▶ List of tasks:
a: In the essay about a former student, condense the paragraph beginning "As teachers, we inevitably" into a short bulleted list that keeps its main points.
b: Rescale the records starting at the line that contains "window and record the coordinates." and ending at the last line of the records. Reproduce every line, including those without coordinates, multiply each point coordinate by 1.65 and round to the nearest whole number with halves rounded up, and leave the pictures out.

>> BEGIN Document text

It was while I was teaching in Morocco that a friend told me he had been arrested and was going to jail. I tried to get in contact with his mother thinking I could maybe be a pen pal (if that would even be possible) while he was incarcerated. But I don't know if she ever got the email, as I never heard anything back. It didn't stop me from thinking of him though, hoping he was OK. Even as recently as a week ago, he popped into my head - making me wonder if he was still in jail or how he was doing. I don't know what made me think of him the times that I did over these past years. It would always be random. But I made a point to stop and go with the thought for a moment whenever they came - always sending a mental message of "I hope you are OK. I care about you."

I knew school and life in general were going to be an uphill battle for Joaquin, but I always held out hope that he would win that war. That his love for his family and their love for him would help him figure things out. It wasn't meant to be in his case.

As teachers, we inevitably have students who stick in our hearts and/or minds more than others. Sometimes it's the really good, smart kids. Sometimes it's those really naughty kids who give you stories (and gray hairs) to tell for years to come. And sometimes it's those kids like Joaquin who you know aren't going to have an easy path in life. I know there are probably a lot of other teachers who had Joaquin in class that might not have good things to say about him. I understand that. But when we get them as children, I believe we see their hearts more clearly. We get to see who they really are. At age 9 or 10, they haven't yet been tainted by the ways of the world, or tempted into the trouble that potentially awaits. We are lucky to get them in their 'purest form' in a sense.

>> END Document text
>> BEGIN Provided material

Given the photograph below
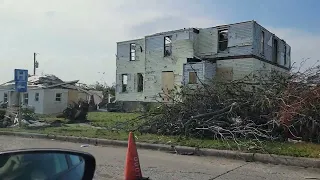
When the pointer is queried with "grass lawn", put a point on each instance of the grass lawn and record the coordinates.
(109, 119)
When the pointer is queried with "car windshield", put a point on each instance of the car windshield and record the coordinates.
(209, 89)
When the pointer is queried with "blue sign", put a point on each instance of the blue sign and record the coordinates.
(21, 80)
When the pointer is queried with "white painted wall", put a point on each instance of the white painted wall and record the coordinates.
(182, 48)
(125, 66)
(2, 91)
(50, 105)
(242, 40)
(242, 67)
(205, 71)
(37, 105)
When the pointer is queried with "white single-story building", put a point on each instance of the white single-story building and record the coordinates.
(47, 94)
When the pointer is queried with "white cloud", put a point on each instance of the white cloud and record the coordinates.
(76, 39)
(304, 45)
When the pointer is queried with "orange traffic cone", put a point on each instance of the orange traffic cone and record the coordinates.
(132, 169)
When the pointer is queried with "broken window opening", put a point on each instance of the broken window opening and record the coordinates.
(167, 45)
(124, 82)
(140, 82)
(262, 42)
(275, 50)
(223, 39)
(5, 97)
(36, 97)
(132, 52)
(25, 98)
(285, 54)
(58, 97)
(193, 78)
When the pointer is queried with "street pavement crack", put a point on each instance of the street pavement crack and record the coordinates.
(229, 171)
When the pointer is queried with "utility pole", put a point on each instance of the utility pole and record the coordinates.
(34, 63)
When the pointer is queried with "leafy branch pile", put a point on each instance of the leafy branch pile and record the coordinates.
(261, 106)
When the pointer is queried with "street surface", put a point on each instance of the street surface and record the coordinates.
(164, 166)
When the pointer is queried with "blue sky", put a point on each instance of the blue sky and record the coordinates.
(76, 39)
(300, 14)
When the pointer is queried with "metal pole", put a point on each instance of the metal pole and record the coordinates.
(19, 110)
(34, 63)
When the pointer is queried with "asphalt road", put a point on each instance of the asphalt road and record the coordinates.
(164, 166)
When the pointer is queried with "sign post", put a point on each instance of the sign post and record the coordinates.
(21, 86)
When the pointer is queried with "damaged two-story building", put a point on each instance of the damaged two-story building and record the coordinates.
(156, 63)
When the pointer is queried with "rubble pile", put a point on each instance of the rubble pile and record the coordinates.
(29, 119)
(76, 112)
(262, 106)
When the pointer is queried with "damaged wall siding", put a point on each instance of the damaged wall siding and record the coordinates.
(239, 68)
(234, 69)
(205, 71)
(268, 42)
(240, 40)
(50, 105)
(156, 63)
(131, 68)
(38, 105)
(207, 42)
(2, 94)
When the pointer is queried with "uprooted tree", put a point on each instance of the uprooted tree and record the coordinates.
(262, 106)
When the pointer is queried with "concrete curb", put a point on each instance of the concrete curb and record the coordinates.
(257, 157)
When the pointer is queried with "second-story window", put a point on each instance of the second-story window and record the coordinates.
(167, 45)
(262, 42)
(36, 97)
(132, 52)
(26, 98)
(124, 83)
(5, 97)
(223, 39)
(275, 50)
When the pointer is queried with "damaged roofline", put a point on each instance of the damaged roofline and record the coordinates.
(195, 30)
(264, 29)
(132, 40)
(174, 31)
(65, 83)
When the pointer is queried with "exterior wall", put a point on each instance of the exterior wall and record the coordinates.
(37, 105)
(156, 63)
(240, 40)
(241, 57)
(131, 68)
(268, 43)
(50, 105)
(239, 68)
(205, 71)
(2, 91)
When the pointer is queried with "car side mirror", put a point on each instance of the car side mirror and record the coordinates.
(44, 164)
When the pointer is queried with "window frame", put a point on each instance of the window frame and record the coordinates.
(124, 86)
(140, 84)
(133, 51)
(262, 41)
(5, 97)
(25, 98)
(220, 42)
(196, 77)
(167, 45)
(275, 50)
(56, 97)
(36, 97)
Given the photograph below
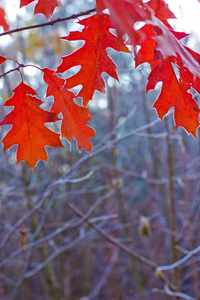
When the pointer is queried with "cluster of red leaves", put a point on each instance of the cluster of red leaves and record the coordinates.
(160, 46)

>> END Provided material

▶ Task answers:
a:
- Teachers inevitably have some students who stay in their hearts or minds more than others.
- These may be the good, smart kids, the naughty kids who leave stories (and gray hairs) for years, or kids like Joaquin who won't have an easy path in life.
- Other teachers who had Joaquin might not have good things to say about him, which is understandable.
- Teachers who get students as children see their hearts more clearly and who they really are.
- At 9 or 10, children haven't yet been tainted by the world or tempted into trouble, so teachers are lucky to get them in their "purest form."

b:
When the pointer is queried with "second-story window", put a point on each instance of the second-story window and record the coordinates.
(276, 74)
(432, 69)
(59, 160)
(218, 86)
(43, 162)
(205, 137)
(8, 160)
(368, 64)
(454, 83)
When the pointer is queried with "damaged roofline", put a point on each instance of the damaged roofline and record the coordinates.
(322, 50)
(436, 48)
(218, 66)
(287, 51)
(107, 137)
When the pointer is queried with "exterior wall", put a point on each instance of the exterior wall and record the coordinates.
(61, 173)
(257, 104)
(396, 66)
(398, 94)
(216, 112)
(442, 71)
(83, 173)
(394, 112)
(338, 117)
(3, 150)
When the pointer is queried with "car side mirror", put a point on each instance of the car side mirror and record the coordinates.
(73, 271)
When the pointer is queried with "window frame", put a point on each instance of the window frame and record the coordinates.
(205, 142)
(231, 139)
(219, 84)
(432, 68)
(8, 160)
(41, 162)
(363, 69)
(323, 127)
(276, 74)
(454, 83)
(92, 160)
(59, 160)
Given the photograph below
When the pointer is queried with "cluster of red leaves", put a point on each instance of the cluster of red leaves and record the coordinates.
(264, 76)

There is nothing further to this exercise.